• What to produce
Every line holding the string "below" should be copied from the listing.

• Input material
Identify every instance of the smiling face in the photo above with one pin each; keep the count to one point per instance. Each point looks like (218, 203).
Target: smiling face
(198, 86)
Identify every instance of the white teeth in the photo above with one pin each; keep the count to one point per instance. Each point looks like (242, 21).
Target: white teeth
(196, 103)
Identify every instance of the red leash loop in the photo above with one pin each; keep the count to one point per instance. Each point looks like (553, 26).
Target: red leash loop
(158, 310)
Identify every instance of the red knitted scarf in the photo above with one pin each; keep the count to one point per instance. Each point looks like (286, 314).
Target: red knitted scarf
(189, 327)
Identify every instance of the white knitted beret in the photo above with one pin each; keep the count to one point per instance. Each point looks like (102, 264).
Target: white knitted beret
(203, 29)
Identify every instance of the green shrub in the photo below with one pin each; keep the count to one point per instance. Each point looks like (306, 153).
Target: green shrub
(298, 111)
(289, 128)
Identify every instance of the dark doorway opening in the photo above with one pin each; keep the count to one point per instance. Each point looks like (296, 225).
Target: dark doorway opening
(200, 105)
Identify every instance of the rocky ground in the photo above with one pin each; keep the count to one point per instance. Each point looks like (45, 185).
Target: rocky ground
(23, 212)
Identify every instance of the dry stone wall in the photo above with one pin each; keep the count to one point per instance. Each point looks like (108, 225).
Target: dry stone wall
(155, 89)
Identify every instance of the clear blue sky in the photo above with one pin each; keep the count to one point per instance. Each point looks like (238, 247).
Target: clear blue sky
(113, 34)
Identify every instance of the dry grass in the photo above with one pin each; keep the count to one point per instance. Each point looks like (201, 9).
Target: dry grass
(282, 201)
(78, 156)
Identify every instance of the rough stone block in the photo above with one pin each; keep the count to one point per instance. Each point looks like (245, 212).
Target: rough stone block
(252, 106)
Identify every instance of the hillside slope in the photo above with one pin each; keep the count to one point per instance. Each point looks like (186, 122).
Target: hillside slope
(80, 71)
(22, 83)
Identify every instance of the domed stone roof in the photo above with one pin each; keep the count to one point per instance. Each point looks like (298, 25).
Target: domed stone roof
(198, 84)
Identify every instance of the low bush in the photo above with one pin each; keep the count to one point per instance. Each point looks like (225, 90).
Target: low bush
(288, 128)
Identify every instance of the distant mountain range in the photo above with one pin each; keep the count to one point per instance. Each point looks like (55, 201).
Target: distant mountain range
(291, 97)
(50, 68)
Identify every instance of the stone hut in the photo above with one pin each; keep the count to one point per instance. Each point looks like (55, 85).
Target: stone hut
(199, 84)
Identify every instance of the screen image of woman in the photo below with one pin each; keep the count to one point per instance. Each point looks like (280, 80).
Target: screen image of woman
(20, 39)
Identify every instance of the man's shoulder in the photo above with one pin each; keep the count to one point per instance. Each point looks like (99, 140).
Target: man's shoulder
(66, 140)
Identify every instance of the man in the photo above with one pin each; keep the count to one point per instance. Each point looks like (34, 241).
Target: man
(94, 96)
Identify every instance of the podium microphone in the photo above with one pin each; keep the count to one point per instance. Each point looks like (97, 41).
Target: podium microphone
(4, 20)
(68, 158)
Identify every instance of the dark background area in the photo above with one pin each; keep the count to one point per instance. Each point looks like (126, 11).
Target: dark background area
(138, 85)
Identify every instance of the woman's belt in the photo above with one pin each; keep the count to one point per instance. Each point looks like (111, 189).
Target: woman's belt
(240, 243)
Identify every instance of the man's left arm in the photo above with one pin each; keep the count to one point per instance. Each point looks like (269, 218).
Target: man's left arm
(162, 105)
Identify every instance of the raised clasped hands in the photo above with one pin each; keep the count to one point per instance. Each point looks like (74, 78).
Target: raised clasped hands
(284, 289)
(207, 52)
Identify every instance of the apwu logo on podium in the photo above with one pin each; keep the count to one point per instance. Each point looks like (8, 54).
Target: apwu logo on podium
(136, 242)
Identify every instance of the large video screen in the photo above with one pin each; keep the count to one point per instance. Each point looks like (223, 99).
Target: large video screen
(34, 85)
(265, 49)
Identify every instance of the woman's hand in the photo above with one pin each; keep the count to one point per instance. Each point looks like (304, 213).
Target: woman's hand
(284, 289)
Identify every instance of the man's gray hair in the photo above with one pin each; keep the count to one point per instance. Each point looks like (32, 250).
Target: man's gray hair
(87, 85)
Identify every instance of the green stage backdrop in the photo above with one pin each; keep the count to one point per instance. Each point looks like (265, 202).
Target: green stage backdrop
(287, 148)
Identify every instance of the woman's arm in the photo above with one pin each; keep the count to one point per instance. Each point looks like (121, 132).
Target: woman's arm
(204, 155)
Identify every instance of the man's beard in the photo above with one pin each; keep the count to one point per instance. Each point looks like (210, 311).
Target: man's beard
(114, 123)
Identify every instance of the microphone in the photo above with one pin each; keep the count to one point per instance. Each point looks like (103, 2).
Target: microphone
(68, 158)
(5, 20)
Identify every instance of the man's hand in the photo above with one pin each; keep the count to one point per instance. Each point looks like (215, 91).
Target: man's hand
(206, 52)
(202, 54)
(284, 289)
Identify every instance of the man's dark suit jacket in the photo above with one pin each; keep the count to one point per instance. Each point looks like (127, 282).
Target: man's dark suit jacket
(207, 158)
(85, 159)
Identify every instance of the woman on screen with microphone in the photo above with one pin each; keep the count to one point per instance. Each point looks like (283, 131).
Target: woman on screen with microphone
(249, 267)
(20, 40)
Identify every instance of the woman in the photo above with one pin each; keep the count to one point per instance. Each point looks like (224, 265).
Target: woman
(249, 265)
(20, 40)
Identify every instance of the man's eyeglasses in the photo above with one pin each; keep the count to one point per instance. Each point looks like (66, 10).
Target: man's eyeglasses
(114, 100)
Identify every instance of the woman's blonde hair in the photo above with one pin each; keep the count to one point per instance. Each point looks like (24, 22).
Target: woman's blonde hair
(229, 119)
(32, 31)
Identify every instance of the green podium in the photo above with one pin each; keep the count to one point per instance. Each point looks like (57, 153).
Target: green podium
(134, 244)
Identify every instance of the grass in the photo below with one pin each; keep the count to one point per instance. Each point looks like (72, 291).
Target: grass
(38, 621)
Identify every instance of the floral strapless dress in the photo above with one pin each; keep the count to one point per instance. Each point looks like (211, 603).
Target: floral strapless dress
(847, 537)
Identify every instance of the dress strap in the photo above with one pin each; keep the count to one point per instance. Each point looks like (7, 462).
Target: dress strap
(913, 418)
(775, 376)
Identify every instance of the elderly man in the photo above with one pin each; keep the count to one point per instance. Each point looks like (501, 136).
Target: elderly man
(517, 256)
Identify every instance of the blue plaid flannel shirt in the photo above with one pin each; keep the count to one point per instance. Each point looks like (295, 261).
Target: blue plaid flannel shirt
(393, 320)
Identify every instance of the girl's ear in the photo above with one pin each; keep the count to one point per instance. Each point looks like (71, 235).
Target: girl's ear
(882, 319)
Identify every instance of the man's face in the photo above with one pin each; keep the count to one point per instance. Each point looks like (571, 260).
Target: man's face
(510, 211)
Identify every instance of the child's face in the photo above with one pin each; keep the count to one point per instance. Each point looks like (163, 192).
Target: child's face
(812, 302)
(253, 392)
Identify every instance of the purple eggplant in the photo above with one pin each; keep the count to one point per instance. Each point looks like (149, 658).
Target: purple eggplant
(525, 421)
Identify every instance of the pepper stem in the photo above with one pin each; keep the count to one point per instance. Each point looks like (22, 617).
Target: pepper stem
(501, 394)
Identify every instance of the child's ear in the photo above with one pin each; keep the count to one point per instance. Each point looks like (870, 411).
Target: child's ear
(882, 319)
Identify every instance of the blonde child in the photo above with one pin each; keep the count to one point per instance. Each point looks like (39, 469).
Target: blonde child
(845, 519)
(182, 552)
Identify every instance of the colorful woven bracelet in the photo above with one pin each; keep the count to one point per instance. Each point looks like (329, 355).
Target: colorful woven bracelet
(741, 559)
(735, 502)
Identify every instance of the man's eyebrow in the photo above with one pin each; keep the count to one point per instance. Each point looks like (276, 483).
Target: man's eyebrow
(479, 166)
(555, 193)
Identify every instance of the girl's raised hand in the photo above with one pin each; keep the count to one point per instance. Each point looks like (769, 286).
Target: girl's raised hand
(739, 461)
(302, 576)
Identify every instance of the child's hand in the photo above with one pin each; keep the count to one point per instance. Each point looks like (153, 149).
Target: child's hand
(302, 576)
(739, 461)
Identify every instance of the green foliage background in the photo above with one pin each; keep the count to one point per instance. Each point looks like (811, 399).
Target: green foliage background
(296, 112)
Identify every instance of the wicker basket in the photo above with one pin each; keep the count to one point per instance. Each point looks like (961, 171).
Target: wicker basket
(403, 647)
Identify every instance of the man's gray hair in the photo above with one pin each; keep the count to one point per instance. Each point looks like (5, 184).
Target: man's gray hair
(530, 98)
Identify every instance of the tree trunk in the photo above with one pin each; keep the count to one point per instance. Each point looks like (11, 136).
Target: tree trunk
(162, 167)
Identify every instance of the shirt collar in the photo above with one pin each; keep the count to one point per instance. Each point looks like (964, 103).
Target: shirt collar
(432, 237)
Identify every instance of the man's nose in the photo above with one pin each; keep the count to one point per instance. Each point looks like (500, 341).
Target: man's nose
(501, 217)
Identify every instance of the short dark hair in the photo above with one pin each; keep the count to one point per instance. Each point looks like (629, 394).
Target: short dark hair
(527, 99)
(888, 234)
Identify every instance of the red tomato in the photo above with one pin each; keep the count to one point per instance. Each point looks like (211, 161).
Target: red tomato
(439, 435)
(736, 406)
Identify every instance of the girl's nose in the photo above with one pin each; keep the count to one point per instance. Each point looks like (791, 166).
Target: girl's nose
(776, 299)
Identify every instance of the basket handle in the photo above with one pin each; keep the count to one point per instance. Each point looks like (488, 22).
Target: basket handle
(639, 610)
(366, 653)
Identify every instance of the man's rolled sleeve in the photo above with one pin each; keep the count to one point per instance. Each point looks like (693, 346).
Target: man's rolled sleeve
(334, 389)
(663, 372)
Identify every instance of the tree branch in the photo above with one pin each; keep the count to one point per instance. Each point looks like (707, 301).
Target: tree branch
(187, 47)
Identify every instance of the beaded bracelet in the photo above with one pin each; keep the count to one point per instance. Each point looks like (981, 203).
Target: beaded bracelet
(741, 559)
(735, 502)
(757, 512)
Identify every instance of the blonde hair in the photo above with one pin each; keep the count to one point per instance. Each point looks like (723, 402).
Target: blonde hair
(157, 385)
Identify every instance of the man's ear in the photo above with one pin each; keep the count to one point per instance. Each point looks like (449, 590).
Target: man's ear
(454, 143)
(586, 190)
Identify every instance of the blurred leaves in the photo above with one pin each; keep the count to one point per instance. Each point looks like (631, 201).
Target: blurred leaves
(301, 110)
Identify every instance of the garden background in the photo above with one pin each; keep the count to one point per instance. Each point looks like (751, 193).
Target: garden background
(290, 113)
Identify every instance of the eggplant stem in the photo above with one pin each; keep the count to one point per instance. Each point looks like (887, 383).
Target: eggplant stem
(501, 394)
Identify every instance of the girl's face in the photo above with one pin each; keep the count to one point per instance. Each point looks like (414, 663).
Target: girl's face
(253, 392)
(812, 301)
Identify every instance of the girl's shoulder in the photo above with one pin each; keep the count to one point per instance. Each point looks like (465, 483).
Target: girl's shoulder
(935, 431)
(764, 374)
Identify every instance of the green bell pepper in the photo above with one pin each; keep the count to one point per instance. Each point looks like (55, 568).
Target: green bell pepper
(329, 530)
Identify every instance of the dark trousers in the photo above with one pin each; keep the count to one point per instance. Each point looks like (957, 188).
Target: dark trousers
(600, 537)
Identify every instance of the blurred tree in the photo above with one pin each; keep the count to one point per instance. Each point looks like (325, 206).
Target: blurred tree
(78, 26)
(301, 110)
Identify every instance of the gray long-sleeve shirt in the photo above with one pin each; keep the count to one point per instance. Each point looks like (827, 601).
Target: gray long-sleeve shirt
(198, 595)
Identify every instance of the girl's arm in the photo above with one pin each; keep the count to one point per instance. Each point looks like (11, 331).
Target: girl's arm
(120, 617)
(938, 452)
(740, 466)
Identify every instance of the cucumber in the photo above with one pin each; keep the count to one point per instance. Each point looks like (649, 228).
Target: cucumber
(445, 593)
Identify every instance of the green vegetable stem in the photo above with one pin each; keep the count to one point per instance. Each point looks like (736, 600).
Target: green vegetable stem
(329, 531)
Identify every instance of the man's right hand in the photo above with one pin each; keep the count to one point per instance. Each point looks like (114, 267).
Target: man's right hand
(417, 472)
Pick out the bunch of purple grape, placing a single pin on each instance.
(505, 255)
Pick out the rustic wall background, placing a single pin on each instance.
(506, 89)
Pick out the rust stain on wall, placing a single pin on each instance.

• Task response
Identify every instance of the green shrub in the photo below with one pin each; keep the count to one point per instance. Each point looks like (306, 153).
Identify every instance of the screen image of woman in the photo below with one pin each; keep the count to one point per instance. Each point looks like (280, 80).
Identify every instance of the grass in the photo below with one pin each; keep the count to one point per instance. Each point looks like (72, 291).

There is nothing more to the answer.